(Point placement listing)
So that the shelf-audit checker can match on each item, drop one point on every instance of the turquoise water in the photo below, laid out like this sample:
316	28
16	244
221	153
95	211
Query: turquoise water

WHAT IS EXPECTED =
Rewrite the listing above, substituting "teal water" for each occurrence of "turquoise water" and changing nothing else.

SOLUTION TO THE PROBLEM =
So that the shelf-audit checker can match on each item, drop one point on every instance of the teal water in the photo below, laid out like this sample:
316	28
16	244
221	153
95	211
Query: teal water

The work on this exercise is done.